____ EXTRACTED ENTRIES

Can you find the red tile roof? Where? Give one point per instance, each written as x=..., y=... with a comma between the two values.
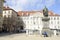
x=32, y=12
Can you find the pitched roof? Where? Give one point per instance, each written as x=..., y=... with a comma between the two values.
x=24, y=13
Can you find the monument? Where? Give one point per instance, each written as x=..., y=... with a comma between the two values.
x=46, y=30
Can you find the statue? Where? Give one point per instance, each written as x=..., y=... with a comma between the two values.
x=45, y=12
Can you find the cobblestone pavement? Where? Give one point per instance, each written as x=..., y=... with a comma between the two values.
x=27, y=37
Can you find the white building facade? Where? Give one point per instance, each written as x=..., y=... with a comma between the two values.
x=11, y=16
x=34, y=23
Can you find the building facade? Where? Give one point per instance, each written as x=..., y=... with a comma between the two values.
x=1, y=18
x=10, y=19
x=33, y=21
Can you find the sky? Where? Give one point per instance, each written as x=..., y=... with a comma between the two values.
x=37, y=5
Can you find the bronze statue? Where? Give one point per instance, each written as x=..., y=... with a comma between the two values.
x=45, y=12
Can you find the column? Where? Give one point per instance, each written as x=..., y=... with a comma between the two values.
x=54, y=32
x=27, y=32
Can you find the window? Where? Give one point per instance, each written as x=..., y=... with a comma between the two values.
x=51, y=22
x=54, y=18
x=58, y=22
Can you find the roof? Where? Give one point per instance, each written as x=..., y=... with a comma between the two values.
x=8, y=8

________
____ EXTRACTED ENTRIES

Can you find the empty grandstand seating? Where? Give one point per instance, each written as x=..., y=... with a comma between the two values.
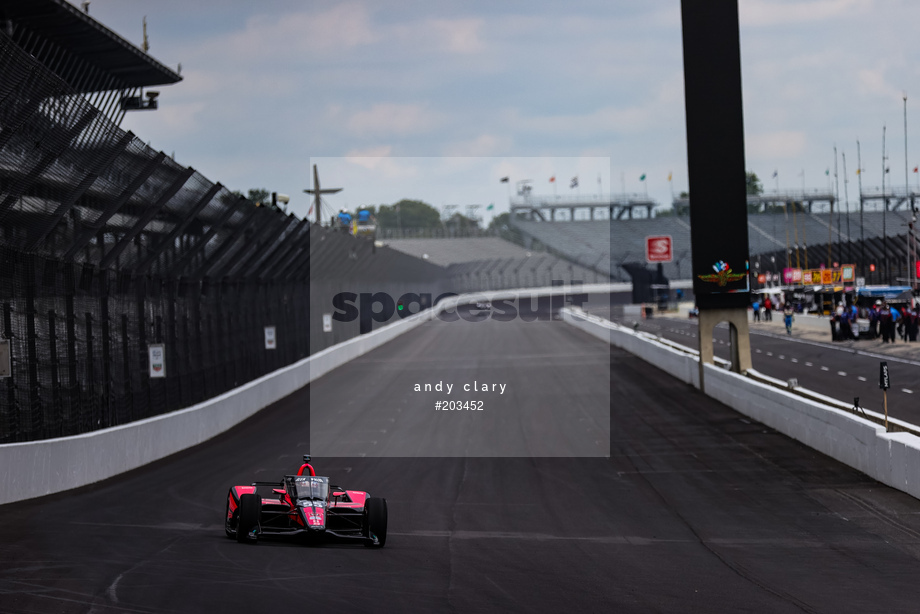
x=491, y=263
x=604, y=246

________

• REQUIRED TASK: Could you update only the lines from the one with "Can you find the empty" up to and including the one with "x=604, y=246", replacing "grandstand seating" with "stadium seating" and leaving everything else unchanged? Omit the pictures from your answer.

• EXERCISE ANSWER:
Can you find the empty stadium seating? Where? Give one point per instance, each written as x=..., y=... with a comma between the two values.
x=491, y=263
x=604, y=246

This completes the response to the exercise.